*** Provided passage

LH, a student from a medical college, writes:
I've been annoyed for years by my poor memory. It blocks me from improving my English language skills. How to get rid of this problem? I've been searching for ways to get any effect... but I can't see any of them works. I want to broaden my vocabulary eagerly!
Can you help me, please?
I don't know if you have a poor memory. I know you have a poor excuse.
When we do something well, people often attribute our success to talent. That's their excuse. Talent is overblown. Our success is down to effort. That means honest hard work, putting in the hours while others are playing (or praising us for having talents they themselves don't possess).
Conversely, when we don't something well, we often attribute our failure to something we seemingly don't have control over – we didn't go to the best school, the weather is hot down south or what have you. This is our excuse. It makes our failures easier to take. But deep down, we know our lack of success is down to effort and interest, the lacks thereof that is.
Let's face it, LH, no-one has that much better a memory than another. One man may be able to count pi to 17 places (3.1415926575897932). But that same man may fail to recall the name of the current Prime Minister (Wen Jiabao). What separates one from another ultimately is their effort and, ultimately, interest.
Effort equates to a lot of time spent on it, something that requires interest to sustain. People who are not interested in something are unlikely to spend a lot of time on it and much less likely to see results. On the other hand, those that are interested tend to be more enthusiastic while they are at it. They are more devoted to the cause and therefore are more likely to effect good results.

******

**What you are asked to do:** Return the part of the advice column on memory and effort that starts at "Let's face it, LH, no-one" and ends at "and, ultimately, interest.", copied word for word. The items that come next are separate material, unrelated to the advice column.

*** Supplied entries

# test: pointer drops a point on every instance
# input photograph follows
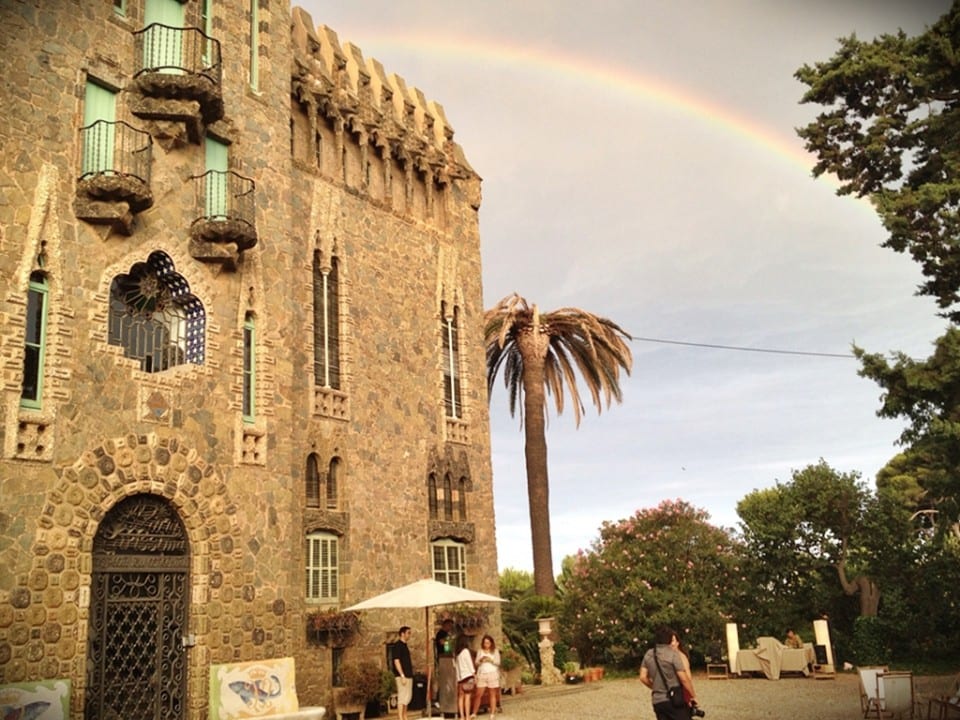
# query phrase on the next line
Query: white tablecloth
(771, 657)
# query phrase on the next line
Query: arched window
(447, 498)
(326, 324)
(312, 480)
(323, 567)
(449, 562)
(333, 484)
(155, 317)
(432, 496)
(249, 369)
(34, 342)
(451, 361)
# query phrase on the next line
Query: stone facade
(199, 459)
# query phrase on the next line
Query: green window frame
(326, 323)
(323, 567)
(249, 369)
(449, 562)
(254, 77)
(35, 341)
(451, 364)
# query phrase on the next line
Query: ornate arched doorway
(138, 613)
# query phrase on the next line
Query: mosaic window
(155, 317)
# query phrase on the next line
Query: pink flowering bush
(663, 565)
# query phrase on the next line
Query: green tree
(925, 393)
(541, 355)
(816, 518)
(665, 565)
(890, 133)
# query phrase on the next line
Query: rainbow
(616, 79)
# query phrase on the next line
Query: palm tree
(539, 354)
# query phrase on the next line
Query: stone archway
(136, 659)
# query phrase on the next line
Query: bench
(257, 689)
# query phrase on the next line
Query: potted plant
(332, 627)
(468, 618)
(362, 684)
(571, 673)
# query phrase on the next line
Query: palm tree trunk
(533, 348)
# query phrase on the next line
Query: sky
(640, 161)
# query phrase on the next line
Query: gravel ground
(734, 699)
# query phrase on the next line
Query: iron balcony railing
(115, 148)
(225, 195)
(164, 49)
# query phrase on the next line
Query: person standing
(793, 640)
(663, 668)
(488, 676)
(466, 677)
(403, 672)
(446, 673)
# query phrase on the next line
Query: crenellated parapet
(387, 138)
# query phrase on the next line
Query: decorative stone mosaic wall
(387, 192)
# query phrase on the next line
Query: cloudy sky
(640, 161)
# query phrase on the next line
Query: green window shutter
(163, 47)
(99, 104)
(216, 204)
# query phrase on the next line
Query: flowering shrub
(662, 566)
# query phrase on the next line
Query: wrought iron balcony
(114, 180)
(227, 225)
(177, 64)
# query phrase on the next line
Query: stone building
(241, 336)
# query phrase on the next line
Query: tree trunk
(533, 348)
(869, 592)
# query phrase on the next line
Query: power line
(745, 349)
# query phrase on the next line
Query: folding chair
(895, 694)
(869, 698)
(946, 707)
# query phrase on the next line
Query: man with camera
(665, 673)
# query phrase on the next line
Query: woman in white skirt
(488, 676)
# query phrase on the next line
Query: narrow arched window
(34, 342)
(333, 482)
(451, 362)
(312, 481)
(249, 369)
(326, 323)
(447, 498)
(432, 496)
(462, 498)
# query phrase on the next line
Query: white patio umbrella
(425, 593)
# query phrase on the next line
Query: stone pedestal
(549, 675)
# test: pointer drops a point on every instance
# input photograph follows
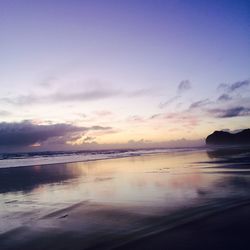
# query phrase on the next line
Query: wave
(8, 160)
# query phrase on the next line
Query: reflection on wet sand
(109, 202)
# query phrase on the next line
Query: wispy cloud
(184, 86)
(234, 86)
(230, 112)
(85, 96)
(4, 113)
(199, 104)
(224, 97)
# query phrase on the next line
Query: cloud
(92, 95)
(171, 100)
(199, 104)
(224, 97)
(26, 133)
(4, 113)
(184, 86)
(230, 112)
(234, 86)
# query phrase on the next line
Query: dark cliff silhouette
(226, 138)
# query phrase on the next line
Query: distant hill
(226, 138)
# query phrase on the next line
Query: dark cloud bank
(27, 133)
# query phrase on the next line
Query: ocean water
(114, 196)
(8, 160)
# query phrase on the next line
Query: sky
(107, 74)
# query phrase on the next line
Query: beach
(183, 199)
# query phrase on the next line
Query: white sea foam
(47, 158)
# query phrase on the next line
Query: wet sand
(224, 230)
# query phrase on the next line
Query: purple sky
(123, 72)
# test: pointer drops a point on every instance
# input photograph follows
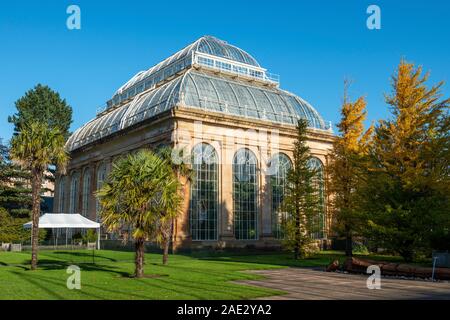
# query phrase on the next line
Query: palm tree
(141, 191)
(35, 148)
(177, 160)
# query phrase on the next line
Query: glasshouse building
(216, 101)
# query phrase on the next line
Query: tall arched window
(74, 189)
(280, 165)
(86, 192)
(61, 193)
(203, 205)
(245, 195)
(318, 223)
(101, 176)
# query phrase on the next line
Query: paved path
(302, 283)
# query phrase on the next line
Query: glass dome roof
(206, 44)
(202, 90)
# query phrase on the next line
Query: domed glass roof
(202, 89)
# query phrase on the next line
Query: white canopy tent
(66, 221)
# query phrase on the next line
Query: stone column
(226, 192)
(265, 210)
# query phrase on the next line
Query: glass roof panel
(206, 91)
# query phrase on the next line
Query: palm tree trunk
(139, 258)
(167, 241)
(166, 251)
(348, 242)
(36, 182)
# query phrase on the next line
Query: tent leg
(98, 239)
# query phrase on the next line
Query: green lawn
(199, 276)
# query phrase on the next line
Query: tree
(301, 200)
(345, 169)
(44, 105)
(141, 191)
(176, 159)
(15, 193)
(35, 148)
(408, 177)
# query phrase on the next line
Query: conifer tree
(345, 168)
(406, 197)
(301, 200)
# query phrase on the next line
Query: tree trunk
(348, 242)
(36, 183)
(139, 258)
(297, 235)
(166, 251)
(168, 230)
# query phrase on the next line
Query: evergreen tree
(44, 105)
(34, 149)
(345, 168)
(301, 200)
(406, 196)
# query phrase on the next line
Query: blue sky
(312, 45)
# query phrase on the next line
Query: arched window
(245, 195)
(74, 189)
(86, 192)
(318, 223)
(61, 193)
(101, 176)
(204, 193)
(280, 165)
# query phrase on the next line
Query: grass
(199, 276)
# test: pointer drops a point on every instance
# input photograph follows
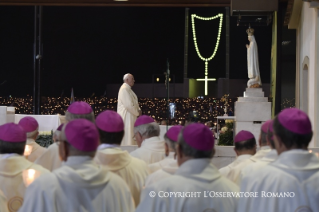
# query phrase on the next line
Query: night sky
(88, 47)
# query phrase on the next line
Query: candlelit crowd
(85, 169)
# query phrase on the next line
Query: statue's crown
(250, 31)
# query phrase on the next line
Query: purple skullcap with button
(29, 124)
(243, 135)
(266, 126)
(199, 137)
(173, 132)
(82, 135)
(80, 108)
(12, 133)
(109, 121)
(144, 119)
(295, 121)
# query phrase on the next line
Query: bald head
(129, 79)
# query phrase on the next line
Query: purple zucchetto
(82, 135)
(80, 108)
(143, 120)
(173, 132)
(295, 121)
(266, 126)
(29, 124)
(109, 121)
(60, 127)
(243, 135)
(12, 133)
(199, 137)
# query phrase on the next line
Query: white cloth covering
(151, 150)
(127, 107)
(12, 185)
(160, 164)
(195, 175)
(132, 170)
(166, 171)
(37, 150)
(268, 158)
(294, 171)
(50, 159)
(79, 185)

******

**Answer to the problem:**
Let's face it, LH, no-one has that much better a memory than another. One man may be able to count pi to 17 places (3.1415926575897932). But that same man may fail to recall the name of the current Prime Minister (Wen Jiabao). What separates one from another ultimately is their effort and, ultimately, interest.